Ne segue, inoltre, che la storia della scienza cessa di essere un racconto documentato delle idee che hanno viaggiato fra coloro che nei secoli hanno cercato di rappresentare i fenomeni in modo più o meno ordinato, e può invece aspirare a diventare essa stessa una scienza dell'evoluzione culturale della nostra specie. Stando così le cose, è priva di senso l'opinione secondo cui ci sono state, rispettivamente nel Seicento e alla fine dell'Ottocento, una rivoluzione scientifica di tipo metodologico che avrebbe partorito una scienza moderna di tipo meccanicistico e una crisi metodologica da cui sarebbe nata la scienza contemporanea.

Un'ulteriore conseguenza riguarda la conoscenza in generale e fa evaporare le dispute sulle cosiddette due culture. Le opere umane come Il cielo di Aristotele o Ulisse di Joyce, gli esperimenti di Galilei sui piani inclinati o la serie di dipinti e disegni che Cézanne ha dedicato al Mont Sainte-Victoire, la teoria di Dirac sull'elettrone o la filosofia di Quine sono rappresentazioni culturali di aspetti diversi della natura. La cultura è una, e la sua evoluzione fa parte dell'evoluzione della specie.

● **COMPITI RICHIESTI**
(1) Ricopia fedelmente il passo dell'estratto che va da "Ne segue, inoltre, che" fino a "la scienza contemporanea.".
(2) Elenca tutti i nomi di persona che compaiono nell'estratto.

● **MATERIALE FORNITO**
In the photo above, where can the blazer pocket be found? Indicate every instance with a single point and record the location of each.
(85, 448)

● **RISULTATI**
(1)
Ne segue, inoltre, che la storia della scienza cessa di essere un racconto documentato delle idee che hanno viaggiato fra coloro che nei secoli hanno cercato di rappresentare i fenomeni in modo più o meno ordinato, e può invece aspirare a diventare essa stessa una scienza dell'evoluzione culturale della nostra specie. Stando così le cose, è priva di senso l'opinione secondo cui ci sono state, rispettivamente nel Seicento e alla fine dell'Ottocento, una rivoluzione scientifica di tipo metodologico che avrebbe partorito una scienza moderna di tipo meccanicistico e una crisi metodologica da cui sarebbe nata la scienza contemporanea.

(2) Aristotele, Joyce, Galilei, Cézanne, Dirac, Quine